### Aim of the exercise
Pull out every line of the material below that contains the word "shoe", copying each line unchanged.

### Task input
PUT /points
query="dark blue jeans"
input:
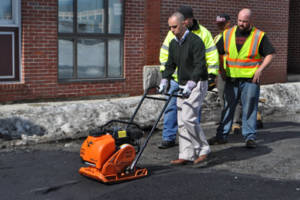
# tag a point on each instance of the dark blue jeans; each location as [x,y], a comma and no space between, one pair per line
[248,93]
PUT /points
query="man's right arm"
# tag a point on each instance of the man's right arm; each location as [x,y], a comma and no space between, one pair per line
[164,50]
[170,65]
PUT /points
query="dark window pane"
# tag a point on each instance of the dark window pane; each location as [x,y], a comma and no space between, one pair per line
[115,16]
[6,10]
[65,59]
[90,16]
[114,58]
[65,16]
[6,52]
[91,58]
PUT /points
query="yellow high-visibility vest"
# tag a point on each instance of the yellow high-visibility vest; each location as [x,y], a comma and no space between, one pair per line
[211,52]
[244,63]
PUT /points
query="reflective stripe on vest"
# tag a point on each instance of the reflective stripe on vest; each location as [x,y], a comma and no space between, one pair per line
[245,62]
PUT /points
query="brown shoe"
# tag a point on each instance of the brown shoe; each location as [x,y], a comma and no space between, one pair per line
[200,159]
[179,162]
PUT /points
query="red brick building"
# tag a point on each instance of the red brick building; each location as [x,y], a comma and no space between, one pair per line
[61,49]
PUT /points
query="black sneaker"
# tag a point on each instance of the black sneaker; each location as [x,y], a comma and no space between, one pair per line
[217,140]
[251,144]
[166,144]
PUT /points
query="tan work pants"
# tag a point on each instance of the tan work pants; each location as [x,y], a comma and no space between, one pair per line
[192,141]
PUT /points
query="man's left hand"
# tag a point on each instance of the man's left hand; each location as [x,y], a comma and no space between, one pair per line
[189,86]
[257,75]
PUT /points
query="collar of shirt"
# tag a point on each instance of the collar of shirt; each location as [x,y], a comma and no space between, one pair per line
[183,37]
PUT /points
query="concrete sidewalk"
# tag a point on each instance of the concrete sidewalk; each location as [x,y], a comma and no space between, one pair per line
[32,123]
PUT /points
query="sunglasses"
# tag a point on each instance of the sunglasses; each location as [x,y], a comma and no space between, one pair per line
[175,26]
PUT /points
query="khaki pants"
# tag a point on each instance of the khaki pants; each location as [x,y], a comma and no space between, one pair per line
[192,141]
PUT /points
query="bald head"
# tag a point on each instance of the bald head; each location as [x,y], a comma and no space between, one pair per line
[176,24]
[244,20]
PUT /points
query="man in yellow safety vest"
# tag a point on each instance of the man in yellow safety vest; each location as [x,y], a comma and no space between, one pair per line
[244,47]
[212,63]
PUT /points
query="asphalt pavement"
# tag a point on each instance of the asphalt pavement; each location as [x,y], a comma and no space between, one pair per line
[271,171]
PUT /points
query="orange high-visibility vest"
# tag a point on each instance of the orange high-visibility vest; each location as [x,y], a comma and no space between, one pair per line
[244,63]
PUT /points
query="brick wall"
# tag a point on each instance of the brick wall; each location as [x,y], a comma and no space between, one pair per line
[39,57]
[144,30]
[294,39]
[269,15]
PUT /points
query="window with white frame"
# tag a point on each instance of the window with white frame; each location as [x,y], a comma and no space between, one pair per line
[90,39]
[10,40]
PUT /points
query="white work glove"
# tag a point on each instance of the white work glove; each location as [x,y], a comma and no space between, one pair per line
[189,86]
[163,86]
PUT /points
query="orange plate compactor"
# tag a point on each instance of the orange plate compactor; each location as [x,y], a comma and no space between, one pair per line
[111,153]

### Task result
query="brown shoe"
# tag a point on each instance of the brown shoe; each location as [x,y], a comma and no space between, one pair per line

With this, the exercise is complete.